Tasks to carry out.
[A] Retype the xagg tutorial text from "2. Calculate area" to "for each pixel...".
[B] List the headings of the numbered steps that the xagg tutorial text gives for calculating area weights.
[C] Proceed with the xagg tutorial text, starting after its last line.

Now, let's load `xagg` (at least in its current form as just a `python` script full of all the functions)

In [5]:
import xagg as xa

## Calculating area weights between a raster grid and polygons
First, we have to figure out how much each pixel overlaps each polygon. This process requires a few steps:

0. Get everything in the right format. 
    * Gridded data comes in all shapes and sizes. `xagg` is ready to deal with most common grid naming conventions - so no matter if your lat and lon variables are called 'Latitude' and 'Longitude' or 'y' and 'x' or many options in between, as long as they're in xarray Datasets or DataArrays, they'll work. 
    * Behind the scenes, longitude values are also forced to -180:180 (from 0:360, if applicable), just to make sure everything is operating in the same coordinate system. 
1. Build polygons for each pixel 
    * To figure out how much each pixel overlaps each polygon, pixel polygons have to be constructed. If your gridded variable already has "lat_bnds" and "lon_bnds" (giving the vertices of each pixel) explicitly included in the `xr.Dataset`, then those are used. If none are found, "lat_bnds" and "lon_bnds" are constructed by assuming the vertices are halfway between the coordinates in degrees. 
    * If an additional weighting is used, the weighting dataset and your gridded data have to be homogenized at this stage. By default, the weighting dataset is regridded to your gridded data using `xesmf`. Future versions will also allow regridding the gridded data to the weighting dataset here(it's already accounted for in some of the functions, but not all).
    * To avoid creating gigantic geodataframes with pixel polygons, the dataset is by default subset to a bounding box around the shapefiles first. In the aggregating code below, this subsetting is taken into account, and the input `ds` into `xa.aggregate` is matched to the original source grid on which the overlaps were calculated. 
2. Calculate area overlaps between each pixel and each polygon
    * Now, the overlap between each pixel and each polygon is calculated. Using `geopandas`' excellent polygon boolean operations and area calculations, the intersection between the raster grid and the polygon is calculated. For each polygon, the coordinates of each pixel that intersects it is saved, as is the relative area of that overlap (as an example, if you had a county the size and shape of one pixel, but located half in one pixel and half in the other pixel, those two pixels would be saved, and their relative area would be 0.5 each). Areas are calculated using the WGS84 geoid. 
    

In [6]:
# Calculate overlaps
pix_agg = xa.pixel_overlaps(ds,gdf,weights=ds_pop)

creating polygons for each pixel...
regridding weights to data grid...
Overwrite existing file: bilinear_720x1440_58x91.nc 
 You can set reuse_weights=True to save computing time.

Extracted information.
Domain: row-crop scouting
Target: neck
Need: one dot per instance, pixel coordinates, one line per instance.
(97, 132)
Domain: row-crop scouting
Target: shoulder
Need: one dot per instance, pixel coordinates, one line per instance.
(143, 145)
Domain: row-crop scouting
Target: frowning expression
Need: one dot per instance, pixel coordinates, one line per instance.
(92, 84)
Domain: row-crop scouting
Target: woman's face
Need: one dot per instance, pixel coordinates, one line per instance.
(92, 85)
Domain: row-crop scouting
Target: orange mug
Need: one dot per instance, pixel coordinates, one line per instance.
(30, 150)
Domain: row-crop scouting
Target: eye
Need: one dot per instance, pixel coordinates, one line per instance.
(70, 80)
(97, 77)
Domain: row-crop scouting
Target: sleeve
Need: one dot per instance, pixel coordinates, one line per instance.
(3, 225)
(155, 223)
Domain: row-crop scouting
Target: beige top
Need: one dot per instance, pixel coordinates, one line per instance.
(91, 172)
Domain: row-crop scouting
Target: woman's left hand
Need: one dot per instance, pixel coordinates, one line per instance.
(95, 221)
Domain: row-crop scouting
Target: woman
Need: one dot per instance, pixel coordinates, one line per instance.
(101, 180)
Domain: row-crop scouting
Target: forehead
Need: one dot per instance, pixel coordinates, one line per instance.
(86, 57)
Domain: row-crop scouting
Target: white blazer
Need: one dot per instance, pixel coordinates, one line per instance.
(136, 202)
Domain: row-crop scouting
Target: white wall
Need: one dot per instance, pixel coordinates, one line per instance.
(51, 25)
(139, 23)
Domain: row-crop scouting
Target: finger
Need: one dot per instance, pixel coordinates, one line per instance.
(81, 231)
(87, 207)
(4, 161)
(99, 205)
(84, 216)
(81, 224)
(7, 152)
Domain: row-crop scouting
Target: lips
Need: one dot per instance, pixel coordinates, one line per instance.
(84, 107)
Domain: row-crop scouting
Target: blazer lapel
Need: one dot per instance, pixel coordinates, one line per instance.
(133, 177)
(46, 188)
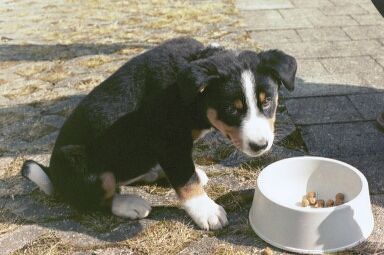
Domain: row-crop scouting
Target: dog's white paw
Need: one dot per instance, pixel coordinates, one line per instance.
(203, 178)
(206, 213)
(130, 206)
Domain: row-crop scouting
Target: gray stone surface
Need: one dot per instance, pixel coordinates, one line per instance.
(369, 105)
(249, 5)
(331, 49)
(266, 37)
(343, 10)
(372, 167)
(271, 19)
(20, 237)
(323, 34)
(369, 19)
(310, 67)
(365, 32)
(322, 110)
(364, 64)
(343, 140)
(329, 85)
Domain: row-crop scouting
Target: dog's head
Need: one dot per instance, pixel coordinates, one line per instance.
(240, 93)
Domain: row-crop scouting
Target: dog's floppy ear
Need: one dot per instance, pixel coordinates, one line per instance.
(194, 78)
(282, 66)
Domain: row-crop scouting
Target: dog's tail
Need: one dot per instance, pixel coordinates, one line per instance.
(38, 174)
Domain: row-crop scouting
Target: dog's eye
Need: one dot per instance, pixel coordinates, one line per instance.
(232, 110)
(267, 103)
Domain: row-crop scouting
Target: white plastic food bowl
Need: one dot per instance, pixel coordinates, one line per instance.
(278, 218)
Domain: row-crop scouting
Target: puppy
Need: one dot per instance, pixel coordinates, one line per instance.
(145, 116)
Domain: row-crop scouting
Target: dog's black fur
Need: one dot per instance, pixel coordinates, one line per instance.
(143, 115)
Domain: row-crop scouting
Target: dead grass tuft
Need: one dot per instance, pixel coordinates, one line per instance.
(24, 91)
(87, 84)
(224, 249)
(164, 237)
(96, 61)
(54, 73)
(47, 244)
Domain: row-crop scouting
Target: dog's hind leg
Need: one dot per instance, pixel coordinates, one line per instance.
(127, 206)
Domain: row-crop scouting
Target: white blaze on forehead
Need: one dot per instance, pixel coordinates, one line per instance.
(248, 83)
(255, 127)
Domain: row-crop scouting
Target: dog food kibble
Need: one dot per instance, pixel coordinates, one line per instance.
(267, 251)
(312, 199)
(319, 203)
(311, 194)
(304, 202)
(330, 203)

Answers per task.
[A]
2. Calculate area overlaps between each pixel and each polygon
    * Now, the overlap between each pixel and each polygon is calculated. Using `geopandas`' excellent polygon boolean operations and area calculations, the intersection between the raster grid and the polygon is calculated. For each polygon, the coordinates of each pixel that intersects it is saved, as is the relative area of that overlap (as an example, if you had a county the size and shape of one pixel, but located half in one pixel and half in the other pixel, those two pixels would be saved, and their relative area would be 0.5 each). Areas are calculated using the WGS84 geoid. 
    

In [6]:
# Calculate overlaps
pix_agg = xa.pixel_overlaps(ds,gdf,weights=ds_pop)

creating polygons for each pixel...

[B]
Get everything in the right format.
Build polygons for each pixel
Calculate area overlaps between each pixel and each polygon

[C]
calculating overlaps between pixels and output polygons...


## Aggregating gridded data to the polygons using the area weights (and other weights) calculated above
Now that we know which pixels overlap which polygons and by how much (and what the value of the population weight for each pixel is), it's time to aggregate data to the polygon level. `xagg` will assume that all variables in the original `ds` that have `lat` and `lon` coordinates should be aggregated. These variables may have extra dimensions (3-D variables (i.e. `lon x lat x time`) are confirmed to work; 4-D etc. should be supported but haven't been tested yet - the biggest issue may be in exporting). 

Since we included an additional weighting grid, this dataset is included in `gdf_out` from above and is seamlessly integrated into the weighting scheme.  

Eventually `agg_data` will be its own `xagg`-specific class (as will `pix_agg` from above); to be input into the exporting code below.

In [7]:
# Aggregate
agg_data = xa.aggregate(ds,pix_agg)

adjusting grid... (this may happen because only a subset of pixels were used for aggregation for efficiency - i.e. [subset_bbox=True] in [create_raster_polygons])
grid adjustment successful
aggregating tas...


  return a/a.sum()


all variables aggregated to polygons!


## Exporting aggregated data
Now that the data is aggregated, we want it in a useable format. Supported export options include: 

- NetCDF 
    - `lon` and `lat` are replaced with a single `poly_idx` (you can change this name for the dimension in the `prep_for_nc` or `output_data` functions). All original fields from the input shapefile are kept as variables.
    - This is likley the format most useful for further climatological work, in python, Matlab, etc.
- csv 
    - Rows are polygons (counties in this case) and columns are variables. All original fields from the input shapefile are kept as columns (e.g. FIPS codes in the county data); the data variables are then added "wide", with procedurally generated names for elements of extra dimensions. For example, in this case, the temperature data (called `tas` in the input `ds`) is `lon x lat x month`, with 12 months in the `month` dimension. The values for each of these months are then saved as columns `tas0`, `tas1`, ... `tas11`. Future versions may include more sophisticated column naming options (dynamic date naming if it recognizes a date dimension, for example). 
    - This is likely the format most useful for use in STATA or R
- shapefile
    - Data variables are saved as fields in the shapefile, with one field per member of the 3rd dimension (if applicable) similar to the .csv format above
    - This is likely the format most useful for use in QGIS, etc.
    
The two main types of functions for moving from the `agg_data` output above to a useable dataset are: 

- `prep_for_*`: for converting `agg_data` into either an `xarray` dataset (`prep_for_nc`) or into a `geopandas` GeoDataFrame (`prep_for_csv`). 
- `export_data`: for saving files directly; a wrapper to the `prep_for_*` functions. 

Once `pix_agg` and `agg_data` are their own classes, it would likely be best if these were bound methods - i.e. `agg_data.to_netcdf()`, `agg_data.to_ds()` and such.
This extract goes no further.